◆ Selected passage
# # #
New York Natural Heritage Program
Bearberry Willow
Salix uva-ursi Pursh
Dicots
Salix uva-ursi (pistillate flowers) Peter ZIka
Family: Willow Family (Salicaceae)

State Protection: Threatened
listed species are those with: 1) 6 to fewer than 20 extant sites, or 2) 1,000 to fewer than 3,000 individuals, or 3) restricted to not less than 4 or more than 7 U.S.G.S. 7 minute topographical maps, or 4) listed as threatened by U.S. Department of Interior.

Federal Protection: Not Listed

State Rarity Rank: S2
A State Rarity Rank of S2 means: This plant is threatened/imperiled in New York because of rarity (typically 6-20 populations or few remaining individuals) or is vulnerable to extirpation from New York due to biological factors.

Global Rarity Rank: G5
A Global Rarity Rank of G5 means: This species is demonstrably secure globally, though it may be quite rare in parts of its range, especially at the periphery.


Did you know?
Frederick Pursh, who described this species, noted that its habit and leaves resemble those of the bearberry plant (Arctostaphylos uva-ursi). Therefore he used the species name uva-ursi, which means bearberry, for this species. Pursh also wrote that this is a "beautiful little species." Edward Tuckerman, a 19th-century botanist from Amherst College, did not think Pursh had adequately described the species, and renamed it Salix cutleri, after Reverend Manassah Cutler, an 18th-century botanist and congressman from Massachusetts. Pursh's original name was restored by willow expert M. S. Bebb (Bebb 1989).

State Ranking Justification [-]
There are 11 known populations all of which are known from the high peaks in the Adirondacks. One population, which is close to another one and may be considered only a sub-population, is believed to be extirpated. Some populations are threatened by trampling from hiker traffic.
# # #
Stored data
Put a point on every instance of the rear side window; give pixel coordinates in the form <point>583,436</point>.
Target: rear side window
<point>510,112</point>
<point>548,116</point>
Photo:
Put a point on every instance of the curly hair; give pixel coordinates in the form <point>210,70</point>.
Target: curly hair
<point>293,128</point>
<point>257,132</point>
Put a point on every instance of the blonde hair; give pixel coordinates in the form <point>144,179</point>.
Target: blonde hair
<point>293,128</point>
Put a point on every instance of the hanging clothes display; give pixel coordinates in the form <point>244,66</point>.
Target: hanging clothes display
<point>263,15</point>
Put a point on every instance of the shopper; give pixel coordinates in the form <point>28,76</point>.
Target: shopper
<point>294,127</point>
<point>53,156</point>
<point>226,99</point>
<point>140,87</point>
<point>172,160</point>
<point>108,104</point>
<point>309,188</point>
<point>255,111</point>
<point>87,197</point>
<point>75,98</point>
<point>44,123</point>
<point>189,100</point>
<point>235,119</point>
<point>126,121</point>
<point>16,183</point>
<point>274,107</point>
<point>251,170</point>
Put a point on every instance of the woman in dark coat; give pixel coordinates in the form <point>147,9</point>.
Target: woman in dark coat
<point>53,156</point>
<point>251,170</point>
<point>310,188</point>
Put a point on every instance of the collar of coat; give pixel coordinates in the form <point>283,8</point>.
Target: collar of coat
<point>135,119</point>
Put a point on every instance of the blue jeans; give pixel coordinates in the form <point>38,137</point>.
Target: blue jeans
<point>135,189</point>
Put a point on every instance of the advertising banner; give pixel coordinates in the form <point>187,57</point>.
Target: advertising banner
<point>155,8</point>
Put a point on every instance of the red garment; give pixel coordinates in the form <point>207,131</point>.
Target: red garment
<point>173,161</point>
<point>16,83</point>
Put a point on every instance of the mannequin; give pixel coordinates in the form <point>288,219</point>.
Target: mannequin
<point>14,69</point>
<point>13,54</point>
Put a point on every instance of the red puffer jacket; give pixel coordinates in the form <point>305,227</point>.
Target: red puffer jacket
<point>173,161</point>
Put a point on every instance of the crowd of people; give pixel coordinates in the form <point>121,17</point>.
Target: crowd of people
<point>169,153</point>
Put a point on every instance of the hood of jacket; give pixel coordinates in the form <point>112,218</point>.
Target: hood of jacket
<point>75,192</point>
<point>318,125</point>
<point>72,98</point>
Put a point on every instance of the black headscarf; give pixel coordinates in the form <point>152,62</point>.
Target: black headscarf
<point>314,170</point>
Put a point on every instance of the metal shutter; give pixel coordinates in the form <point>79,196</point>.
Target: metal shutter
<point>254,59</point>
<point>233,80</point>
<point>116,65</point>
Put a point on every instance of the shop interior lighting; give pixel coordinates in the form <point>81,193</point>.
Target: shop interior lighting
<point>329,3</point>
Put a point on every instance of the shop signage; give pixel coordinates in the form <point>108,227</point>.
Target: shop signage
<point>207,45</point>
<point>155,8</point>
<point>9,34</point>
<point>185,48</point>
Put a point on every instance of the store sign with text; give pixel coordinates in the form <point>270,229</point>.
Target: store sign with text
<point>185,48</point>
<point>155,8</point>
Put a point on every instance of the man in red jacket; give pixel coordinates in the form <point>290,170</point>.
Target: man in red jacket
# # #
◆ Required action
Translate this sentence from the Bearberry Willow page into Spanish: "Some populations are threatened by trampling from hiker traffic."

◆ Exercise answer
Algunas poblaciones están amenazadas por el pisoteo causado por el tránsito de excursionistas.